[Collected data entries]
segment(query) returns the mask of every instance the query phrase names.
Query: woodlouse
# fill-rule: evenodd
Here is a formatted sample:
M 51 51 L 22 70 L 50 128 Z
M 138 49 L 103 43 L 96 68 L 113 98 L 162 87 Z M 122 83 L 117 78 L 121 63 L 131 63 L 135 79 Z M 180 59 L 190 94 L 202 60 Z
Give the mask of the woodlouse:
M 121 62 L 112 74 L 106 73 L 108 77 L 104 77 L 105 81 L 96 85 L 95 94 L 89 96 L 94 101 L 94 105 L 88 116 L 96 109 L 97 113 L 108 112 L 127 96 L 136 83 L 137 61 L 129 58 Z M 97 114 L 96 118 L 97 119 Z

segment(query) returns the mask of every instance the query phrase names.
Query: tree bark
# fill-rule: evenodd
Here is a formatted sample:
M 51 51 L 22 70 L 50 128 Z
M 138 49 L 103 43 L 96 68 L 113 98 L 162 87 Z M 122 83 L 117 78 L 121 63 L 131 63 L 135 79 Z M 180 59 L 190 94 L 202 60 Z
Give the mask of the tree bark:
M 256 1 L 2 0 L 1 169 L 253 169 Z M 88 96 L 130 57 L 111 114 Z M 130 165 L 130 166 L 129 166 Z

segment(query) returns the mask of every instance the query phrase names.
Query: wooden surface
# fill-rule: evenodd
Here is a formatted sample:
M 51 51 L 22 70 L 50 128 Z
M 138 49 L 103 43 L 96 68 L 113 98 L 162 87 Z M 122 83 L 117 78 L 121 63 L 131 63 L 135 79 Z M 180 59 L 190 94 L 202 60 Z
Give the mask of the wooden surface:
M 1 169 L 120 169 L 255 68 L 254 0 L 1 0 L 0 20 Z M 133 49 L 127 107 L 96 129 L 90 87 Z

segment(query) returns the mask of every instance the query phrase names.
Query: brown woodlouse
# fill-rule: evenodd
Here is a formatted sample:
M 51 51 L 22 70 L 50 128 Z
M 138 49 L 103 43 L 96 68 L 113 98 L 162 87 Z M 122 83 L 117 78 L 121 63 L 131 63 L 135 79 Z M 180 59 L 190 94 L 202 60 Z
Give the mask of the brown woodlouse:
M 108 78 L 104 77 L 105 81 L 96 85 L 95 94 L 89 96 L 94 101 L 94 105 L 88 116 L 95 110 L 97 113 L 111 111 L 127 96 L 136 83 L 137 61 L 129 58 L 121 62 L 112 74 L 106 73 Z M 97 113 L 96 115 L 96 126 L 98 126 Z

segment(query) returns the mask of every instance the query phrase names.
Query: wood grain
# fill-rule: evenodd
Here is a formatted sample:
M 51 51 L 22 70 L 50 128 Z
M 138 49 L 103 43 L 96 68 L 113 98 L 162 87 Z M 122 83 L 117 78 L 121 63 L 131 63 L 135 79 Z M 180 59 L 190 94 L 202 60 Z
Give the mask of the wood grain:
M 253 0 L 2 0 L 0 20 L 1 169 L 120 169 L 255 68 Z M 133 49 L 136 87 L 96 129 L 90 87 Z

> **Problem details**
Write out all the records above again, substituting "sample outline" for every occurrence of "formatted sample" and keeping everything else the same.

> **The response**
segment(query) returns the mask of every instance the query phrase names.
Query: woodlouse
# fill-rule: evenodd
Here is a sample outline:
M 51 51 L 22 70 L 50 128 Z
M 138 49 L 103 43 L 96 68 L 113 98 L 162 87 Z M 122 83 L 117 78 L 121 63 L 131 63 L 135 79 Z M 180 59 L 190 94 L 202 60 Z
Give the mask of the woodlouse:
M 121 62 L 112 74 L 106 73 L 108 77 L 104 77 L 105 81 L 96 85 L 95 94 L 89 96 L 94 101 L 94 105 L 88 116 L 96 109 L 97 113 L 108 112 L 127 96 L 136 83 L 137 61 L 129 58 Z M 97 114 L 96 118 L 97 119 Z

segment(query) returns the mask of every instance the query phrase names.
Query: tree bark
# fill-rule: evenodd
Here is a sample outline:
M 51 51 L 22 70 L 50 128 Z
M 138 49 L 103 43 L 96 68 L 113 98 L 162 87 Z M 122 83 L 117 78 L 121 63 L 131 63 L 135 79 Z M 180 59 L 190 94 L 202 60 Z
Give the mask of the tree bark:
M 256 1 L 2 0 L 1 169 L 253 169 Z M 88 96 L 130 57 L 111 114 Z M 130 165 L 130 166 L 129 166 Z

segment(query) returns the mask of every instance the query phrase names.
Query: wooden surface
# fill-rule: evenodd
Here is a sample outline:
M 51 51 L 22 70 L 50 128 Z
M 138 49 L 103 43 L 96 68 L 113 98 L 162 87 Z M 122 83 L 117 78 L 121 63 L 131 63 L 135 79 Z M 180 59 L 190 94 L 202 60 Z
Give the mask of the wooden surface:
M 1 169 L 120 169 L 255 68 L 254 0 L 1 0 L 0 20 Z M 133 49 L 127 107 L 96 129 L 90 87 Z

segment(query) returns the mask of every instance the query phrase names.
Query: brown woodlouse
# fill-rule: evenodd
Here is a sample outline:
M 51 51 L 22 70 L 50 128 Z
M 138 49 L 103 43 L 96 68 L 113 98 L 162 87 Z M 122 83 L 117 78 L 121 63 L 131 63 L 135 79 Z M 180 59 L 190 94 L 202 60 Z
Give the mask of the brown woodlouse:
M 108 78 L 104 77 L 105 81 L 96 85 L 95 94 L 89 96 L 94 101 L 94 105 L 88 116 L 95 110 L 97 113 L 111 111 L 127 96 L 136 83 L 137 61 L 129 58 L 121 62 L 112 74 L 106 73 Z M 97 113 L 96 115 L 96 126 L 98 126 Z

segment(query) returns the mask of every instance the query phrase names.
Query: wood grain
# fill-rule: evenodd
Here is a sample outline:
M 51 51 L 22 70 L 50 128 Z
M 138 49 L 103 43 L 96 68 L 113 98 L 162 87 Z M 122 83 L 117 78 L 121 63 L 131 63 L 135 79 Z M 180 59 L 190 94 L 202 60 Z
Give the mask of the wood grain:
M 253 0 L 2 0 L 0 20 L 1 169 L 120 169 L 255 68 Z M 133 49 L 136 87 L 96 129 L 90 87 Z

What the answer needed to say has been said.